[Given request a]
Edit the entries from the line containing "Could you point out the white bedspread" through the end of the entries, replacing "single pixel" with "one point" and leaving everything else unchanged.

[Given text]
--- --- ---

Resource Development Restoration

A Native Seed Laboratory Technician processes and prepares seed collections for nursery production or long-term storage. The work is precise, methodical, and takes place at the bench — cleaning seed lots, running viability tests, maintaining records, and managing storage. It's not field work, but it's directly connected to what happens in the field. The quality of your processing affects what the nursery can grow and, ultimately, what gets planted.

Resource Development Restoration
Experienced

Experience Level

Year-round

Seasonality

Low

Physical Demands

Lab technician work in seed processing suits people who appreciate precision and find satisfaction in systematic, detail-oriented tasks. You're doing work that requires genuine botanical knowledge and careful technique — not just following a protocol mechanically, but understanding why the protocol matters. The connection to restoration and seed conservation gives the work a larger purpose, even when you're spending hours at a cleaning bench.

--- --- ---

[Input data]
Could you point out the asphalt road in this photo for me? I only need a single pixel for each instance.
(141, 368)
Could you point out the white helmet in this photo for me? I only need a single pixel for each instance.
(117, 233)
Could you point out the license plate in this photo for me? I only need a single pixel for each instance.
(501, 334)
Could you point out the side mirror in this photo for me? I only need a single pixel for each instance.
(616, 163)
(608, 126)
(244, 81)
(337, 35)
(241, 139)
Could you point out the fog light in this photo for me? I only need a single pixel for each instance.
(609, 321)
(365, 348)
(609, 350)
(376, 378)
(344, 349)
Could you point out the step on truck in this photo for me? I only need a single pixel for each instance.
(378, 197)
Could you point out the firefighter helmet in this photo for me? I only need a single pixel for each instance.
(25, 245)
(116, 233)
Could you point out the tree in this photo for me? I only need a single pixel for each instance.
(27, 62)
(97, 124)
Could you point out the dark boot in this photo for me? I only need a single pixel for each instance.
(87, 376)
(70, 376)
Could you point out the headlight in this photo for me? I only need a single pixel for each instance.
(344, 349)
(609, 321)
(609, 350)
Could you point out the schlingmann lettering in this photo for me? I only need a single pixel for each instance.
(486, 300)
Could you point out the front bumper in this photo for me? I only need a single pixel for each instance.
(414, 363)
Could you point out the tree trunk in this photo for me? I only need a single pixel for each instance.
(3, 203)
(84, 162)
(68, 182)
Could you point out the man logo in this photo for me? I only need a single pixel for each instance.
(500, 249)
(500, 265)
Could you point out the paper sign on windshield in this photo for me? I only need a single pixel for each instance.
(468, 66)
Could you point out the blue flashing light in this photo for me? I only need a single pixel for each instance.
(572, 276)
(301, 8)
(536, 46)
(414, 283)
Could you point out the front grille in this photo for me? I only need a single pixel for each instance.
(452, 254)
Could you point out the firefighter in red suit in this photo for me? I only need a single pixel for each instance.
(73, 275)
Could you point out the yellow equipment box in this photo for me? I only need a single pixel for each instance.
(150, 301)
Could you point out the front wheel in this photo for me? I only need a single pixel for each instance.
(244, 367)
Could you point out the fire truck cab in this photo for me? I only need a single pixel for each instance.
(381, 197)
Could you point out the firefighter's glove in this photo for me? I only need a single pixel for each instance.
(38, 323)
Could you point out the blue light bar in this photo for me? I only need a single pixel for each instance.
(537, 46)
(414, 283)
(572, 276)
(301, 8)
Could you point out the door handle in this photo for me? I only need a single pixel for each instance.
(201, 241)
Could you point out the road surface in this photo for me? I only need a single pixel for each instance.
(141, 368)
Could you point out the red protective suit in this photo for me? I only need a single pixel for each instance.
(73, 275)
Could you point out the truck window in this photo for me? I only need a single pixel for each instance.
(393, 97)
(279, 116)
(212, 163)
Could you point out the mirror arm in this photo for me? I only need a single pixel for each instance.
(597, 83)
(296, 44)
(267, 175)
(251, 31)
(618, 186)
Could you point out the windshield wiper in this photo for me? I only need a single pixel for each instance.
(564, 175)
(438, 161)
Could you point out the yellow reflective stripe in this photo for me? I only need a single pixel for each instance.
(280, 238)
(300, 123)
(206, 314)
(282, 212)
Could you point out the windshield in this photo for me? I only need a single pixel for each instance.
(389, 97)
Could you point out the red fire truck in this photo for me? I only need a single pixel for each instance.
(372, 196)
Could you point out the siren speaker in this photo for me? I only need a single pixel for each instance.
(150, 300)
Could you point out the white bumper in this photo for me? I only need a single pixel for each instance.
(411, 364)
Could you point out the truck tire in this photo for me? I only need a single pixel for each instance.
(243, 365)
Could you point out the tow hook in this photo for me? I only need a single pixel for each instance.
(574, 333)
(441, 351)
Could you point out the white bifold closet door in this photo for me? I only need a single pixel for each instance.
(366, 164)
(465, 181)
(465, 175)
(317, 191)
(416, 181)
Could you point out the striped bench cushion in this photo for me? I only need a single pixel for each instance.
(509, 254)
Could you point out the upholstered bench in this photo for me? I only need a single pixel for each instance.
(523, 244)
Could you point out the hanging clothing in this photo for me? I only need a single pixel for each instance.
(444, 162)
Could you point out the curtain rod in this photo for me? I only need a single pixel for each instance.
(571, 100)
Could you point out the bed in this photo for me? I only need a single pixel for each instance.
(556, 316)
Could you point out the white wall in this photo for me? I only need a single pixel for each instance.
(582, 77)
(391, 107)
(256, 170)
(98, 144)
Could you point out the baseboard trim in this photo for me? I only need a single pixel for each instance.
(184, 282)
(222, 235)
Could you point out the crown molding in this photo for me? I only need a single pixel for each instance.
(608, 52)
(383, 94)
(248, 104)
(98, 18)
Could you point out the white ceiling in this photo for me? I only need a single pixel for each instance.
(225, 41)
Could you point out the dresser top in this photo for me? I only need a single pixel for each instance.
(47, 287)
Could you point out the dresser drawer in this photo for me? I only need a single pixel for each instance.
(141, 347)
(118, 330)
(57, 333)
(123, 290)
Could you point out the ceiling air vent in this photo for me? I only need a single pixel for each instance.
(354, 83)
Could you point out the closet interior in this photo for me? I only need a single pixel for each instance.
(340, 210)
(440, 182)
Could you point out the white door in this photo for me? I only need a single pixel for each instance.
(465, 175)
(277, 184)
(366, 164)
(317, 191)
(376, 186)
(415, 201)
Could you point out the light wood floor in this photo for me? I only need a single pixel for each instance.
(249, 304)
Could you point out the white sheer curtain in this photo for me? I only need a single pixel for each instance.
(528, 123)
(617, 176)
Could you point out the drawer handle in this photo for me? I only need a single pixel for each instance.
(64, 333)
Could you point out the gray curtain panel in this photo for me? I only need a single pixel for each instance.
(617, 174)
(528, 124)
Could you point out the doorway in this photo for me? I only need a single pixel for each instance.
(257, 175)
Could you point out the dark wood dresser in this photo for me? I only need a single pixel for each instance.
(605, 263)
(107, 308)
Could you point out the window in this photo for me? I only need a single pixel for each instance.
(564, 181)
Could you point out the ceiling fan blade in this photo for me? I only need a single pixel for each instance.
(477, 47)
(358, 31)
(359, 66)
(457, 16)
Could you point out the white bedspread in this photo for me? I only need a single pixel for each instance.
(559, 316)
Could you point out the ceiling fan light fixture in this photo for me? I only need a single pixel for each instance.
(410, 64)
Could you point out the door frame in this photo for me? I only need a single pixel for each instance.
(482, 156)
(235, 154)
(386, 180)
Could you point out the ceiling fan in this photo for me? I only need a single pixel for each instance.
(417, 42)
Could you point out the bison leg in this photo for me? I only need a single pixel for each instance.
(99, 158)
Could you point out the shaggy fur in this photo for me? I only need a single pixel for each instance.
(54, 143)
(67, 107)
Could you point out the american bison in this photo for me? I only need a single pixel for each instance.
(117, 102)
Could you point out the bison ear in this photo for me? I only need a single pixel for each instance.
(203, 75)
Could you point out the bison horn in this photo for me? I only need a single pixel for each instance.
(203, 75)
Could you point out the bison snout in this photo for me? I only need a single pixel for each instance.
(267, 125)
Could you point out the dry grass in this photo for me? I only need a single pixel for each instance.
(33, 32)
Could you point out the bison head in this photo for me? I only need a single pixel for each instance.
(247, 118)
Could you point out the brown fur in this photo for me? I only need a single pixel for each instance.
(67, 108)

--- --- ---

[Given request b]
What level of physical demands does the description of the native seed laboratory technician job list?

[Response a]
Could you point out the white bedspread in this photo for me? I only need a one point for each instance.
(559, 316)
Could you point out the ceiling fan light fixture in this photo for me? I only need a one point for each instance.
(410, 64)
Could you point out the door frame in this photo for me? I only need a one point for each instance.
(482, 156)
(235, 154)
(386, 180)
Could you point out the ceiling fan in this photo for me? I only need a one point for each instance.
(417, 42)
Could you point out the bison leg in this photo for me? I only need a one point for each instance.
(99, 158)
Could you point out the shaggy fur in this photo for me? I only need a one point for each instance.
(54, 143)
(67, 107)
Could you point out the american bison in this photo for me? I only need a one point for each instance.
(117, 102)
Could you point out the bison ear in this photo for me? I only need a one point for each instance.
(203, 75)
Could you point out the bison horn in this photo for me? I only need a one point for each instance.
(203, 75)
Could you point out the bison snout in this photo for me? I only need a one point for each instance.
(267, 125)
Could you point out the dry grass in this photo for me? I only need a one point for each instance.
(33, 32)
Could you point out the bison head in this photo for me? I only need a one point for each instance.
(247, 118)
Could you point out the brown fur in this photo for me? I only need a one point for each instance.
(67, 108)

[Response b]
Low